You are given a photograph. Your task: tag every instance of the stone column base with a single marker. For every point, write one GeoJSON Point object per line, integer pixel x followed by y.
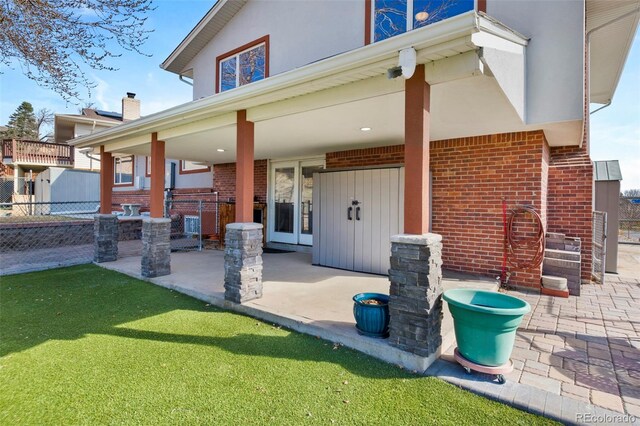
{"type": "Point", "coordinates": [156, 248]}
{"type": "Point", "coordinates": [105, 238]}
{"type": "Point", "coordinates": [415, 303]}
{"type": "Point", "coordinates": [243, 262]}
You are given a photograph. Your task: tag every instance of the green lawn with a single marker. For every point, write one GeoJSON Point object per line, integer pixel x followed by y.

═══

Reproduce the records above word for word, leaving out the pictures.

You are given a photograph. Your task: tag every instance of the stone column base with a single marker. For every point, write one GeoJSON Point object per line, integer pixel x followed by y.
{"type": "Point", "coordinates": [156, 248]}
{"type": "Point", "coordinates": [105, 238]}
{"type": "Point", "coordinates": [415, 303]}
{"type": "Point", "coordinates": [243, 262]}
You are given a photograph. Your task: tag every instance of the green lawn with a single marker. For every point, write one GeoJSON Point object per line, integer pixel x followed by y.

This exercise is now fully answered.